● **Trecho fornecido**
__________
Quando será minha vez?


Lembro-me de uma época em que as crianças não tinham voz
ativa; os pais e os mais velhos eram a ordem e a lei. Às crianças
restavam obedecer ou serem castigadas exemplarmente, e isso
era uma coisa supernormal. Realmente alguns pais exageravam
no castigo e os adolescentes ficavam revoltados com tamanha
ignorância. Nas reprimendas eram empregados rabo de tatu, vara
de marmelo, correia, laço, relho, mangueira, palmatória, fios

encapados e até cabo de aço. Fora os castigos de ficarem ajoelhados
em bagos de milho, trancados em quartos, amarrados, sem roupas
para não fugirem e tarefas inúmeras. Quando o pai chegava do
serviço a casa ficava em silêncio, e faltava pouco para adivinhar o
que ele queria. Apenas um gesto ou um assobio era o suficiente
para acalmar qualquer desavença entre os filhos. Não existia pena
por trabalho infantil e era normal os filhos ajudarem em todas as
tarefas, e, às vezes, trabalhavam eles mais que os pais.
Um amigo mais velho do que eu, um dia me contou que reclamou

para um padre o quanto trabalhava e ainda era espancado
se algo saísse errado. O padre pediu que perdoasse e procuras-se

entender seu pai, pois seu progenitor era um homem muito
ignorante e fora criado nesse mesmo sistema. Daquele dia em
diante, começou a agir diferente em relação a seu pai. Entendeu
seu comportamento, que batia nele mesmo sem ter uma razão,
aceitava os castigos e surras. E realmente não lhe restava outra
opção, infelizmente aquela época era assim. Muito tempo depois
o seu pai veio a falecer, ele não conseguiu chorar, porém no fundo
do seu coração não ficou rancor e compreendia o quanto o seu
pai era um homem xucro que também sofrera em sua criação.
__________
● **Dados fornecidos**
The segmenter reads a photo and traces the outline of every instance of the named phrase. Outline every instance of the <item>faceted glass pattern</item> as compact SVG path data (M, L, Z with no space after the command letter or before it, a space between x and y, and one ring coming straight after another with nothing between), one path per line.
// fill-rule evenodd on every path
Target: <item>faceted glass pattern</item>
__________
● **Tarefas propostas**
1. Reproduza fielmente o relato sobre a infância de antigamente de "para um padre" até "em sua criação.".
2. Por favor, prossiga com o relato sobre a infância de antigamente a partir do ponto em que ele para.
As linhas acima formam um material à parte, sem relação com o relato.

● **Resultados**
1.
para um padre o quanto trabalhava e ainda era espancado
se algo saísse errado. O padre pediu que perdoasse e procuras-se

entender seu pai, pois seu progenitor era um homem muito
ignorante e fora criado nesse mesmo sistema. Daquele dia em
diante, começou a agir diferente em relação a seu pai. Entendeu
seu comportamento, que batia nele mesmo sem ter uma razão,
aceitava os castigos e surras. E realmente não lhe restava outra
opção, infelizmente aquela época era assim. Muito tempo depois
o seu pai veio a falecer, ele não conseguiu chorar, porém no fundo
do seu coração não ficou rancor e compreendia o quanto o seu
pai era um homem xucro que também sofrera em sua criação.

2.
Muitos anos depois se casou e teve vários filhos, e, como foi
criado em um sistema muito rígido, tentou implantar o mesmo
com seus filhos. Nunca espancou nenhum filho, dava algumas
chineladas e castigos. Sua mulher não o apoiava por completo e
começou a ter muitos problemas familiares. Os seus filhos não o
respeitavam como ele respeitou os seus pais, e em muitas das vezes
não conseguia aliados na correção e educação de seus filhos. Diante
deste impasse resolveu procurar ajuda do padre que o aconselhara
no passado. Esse, já com a idade bem avançada, o recebeu de braços

abertos. O padre escutou toda sua lamentação, compreendeu
o motivo de sua insatisfação e até lhe deu razão. Pediu que ele
perdoasse seus filhos de coração, mesmo eles estando errados.
O mundo mudou muito e hoje só se educa com amor, compreensão

e muita conversa. Estamos em uma era revolucionária
e agora é hora e a vez das crianças e dos jovens, temos que ter
paciência e compreendê-los. Esse amigo inconformado com suas
relações me disse:
— No passado fui espancado e escravizado pelo meu pai
e tive que compreender devido a sua ignorância, agora estou
sendo explorado e desrespeitado pelos meus filhos e tenho que
compreender, pois o mundo mudou drasticamente. Quando vai
ser minha vez de ser compreendido?
Realmente algumas gerações tiveram uma vida bem difícil,
sofreram com seus pais e depois com seus filhos devido às

mudanças dos tempos.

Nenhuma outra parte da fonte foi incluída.